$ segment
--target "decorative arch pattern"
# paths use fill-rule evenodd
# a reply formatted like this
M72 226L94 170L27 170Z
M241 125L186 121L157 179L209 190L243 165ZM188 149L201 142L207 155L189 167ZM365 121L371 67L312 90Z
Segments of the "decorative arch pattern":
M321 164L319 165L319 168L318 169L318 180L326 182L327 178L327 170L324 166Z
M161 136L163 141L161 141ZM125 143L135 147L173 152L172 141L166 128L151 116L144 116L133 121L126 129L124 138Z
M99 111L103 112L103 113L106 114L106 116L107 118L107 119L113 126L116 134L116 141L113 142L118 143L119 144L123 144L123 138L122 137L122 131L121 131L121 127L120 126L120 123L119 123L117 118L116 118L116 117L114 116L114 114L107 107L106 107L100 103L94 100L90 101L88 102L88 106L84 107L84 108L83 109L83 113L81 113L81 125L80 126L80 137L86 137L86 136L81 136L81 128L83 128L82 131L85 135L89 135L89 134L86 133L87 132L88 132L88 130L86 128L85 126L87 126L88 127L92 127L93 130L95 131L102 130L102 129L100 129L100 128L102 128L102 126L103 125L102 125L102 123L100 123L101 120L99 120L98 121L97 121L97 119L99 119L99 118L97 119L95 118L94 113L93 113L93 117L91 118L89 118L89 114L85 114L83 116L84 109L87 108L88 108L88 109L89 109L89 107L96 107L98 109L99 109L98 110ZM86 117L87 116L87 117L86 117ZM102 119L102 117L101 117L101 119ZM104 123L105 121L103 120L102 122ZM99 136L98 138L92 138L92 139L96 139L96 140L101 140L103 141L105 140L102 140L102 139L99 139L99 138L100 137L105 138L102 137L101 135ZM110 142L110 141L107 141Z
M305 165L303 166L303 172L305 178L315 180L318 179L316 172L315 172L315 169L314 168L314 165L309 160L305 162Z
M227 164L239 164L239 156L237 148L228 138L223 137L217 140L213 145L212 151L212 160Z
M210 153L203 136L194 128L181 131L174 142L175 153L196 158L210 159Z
++++
- _Task objective_:
Reproduce the lines above, replacing "decorative arch pattern" with "ornamental arch motif" and leaving everything else unchanged.

- _Result of this exercise_:
$ segment
--target "ornamental arch motif"
# paths use fill-rule evenodd
# a reply formatted like this
M72 226L94 170L27 170Z
M241 125L186 121L157 179L209 190L243 165ZM188 149L201 142L207 155L189 167ZM365 121L371 67L312 90Z
Segments of the "ornamental arch motif":
M321 164L319 165L319 168L318 169L318 180L326 182L327 178L327 170L324 166Z
M161 136L163 141L161 141ZM125 143L135 147L173 152L172 141L166 128L151 116L144 116L133 121L126 129L124 138Z
M99 111L103 112L103 113L106 114L106 116L107 118L107 119L113 126L116 134L116 141L113 142L118 143L119 144L123 144L123 138L122 137L122 131L121 131L121 127L120 126L120 123L119 123L117 118L116 118L116 117L114 116L114 114L107 107L106 107L100 103L94 100L90 101L88 102L88 106L84 107L84 108L83 109L83 113L81 113L81 125L80 126L80 137L86 137L86 136L81 136L81 128L83 128L82 131L85 135L89 135L89 134L86 133L87 132L88 132L88 130L86 128L85 126L87 126L88 127L92 127L93 130L95 131L102 130L102 129L100 129L100 128L102 128L102 126L103 125L102 125L102 123L100 123L101 120L99 120L98 121L97 121L97 119L99 119L99 118L97 119L95 118L94 113L93 113L93 117L91 118L89 118L89 114L85 114L83 116L84 109L87 108L88 108L88 109L89 109L89 107L96 107L98 109L99 109L98 110ZM86 117L87 116L87 117L86 117ZM102 119L102 117L101 117L101 119ZM104 123L105 121L103 120L102 122ZM99 136L98 138L92 138L92 139L96 139L96 140L101 140L103 141L105 140L102 140L102 139L99 139L99 138L100 137L105 138L102 137L101 135ZM110 142L110 141L107 141Z
M305 165L303 166L303 172L305 178L315 180L318 179L316 172L315 172L315 169L314 168L314 165L309 160L305 162Z
M227 164L239 164L239 156L237 148L228 138L223 137L217 140L213 145L212 151L212 160Z
M210 153L203 136L194 128L181 131L174 142L175 153L196 158L210 159Z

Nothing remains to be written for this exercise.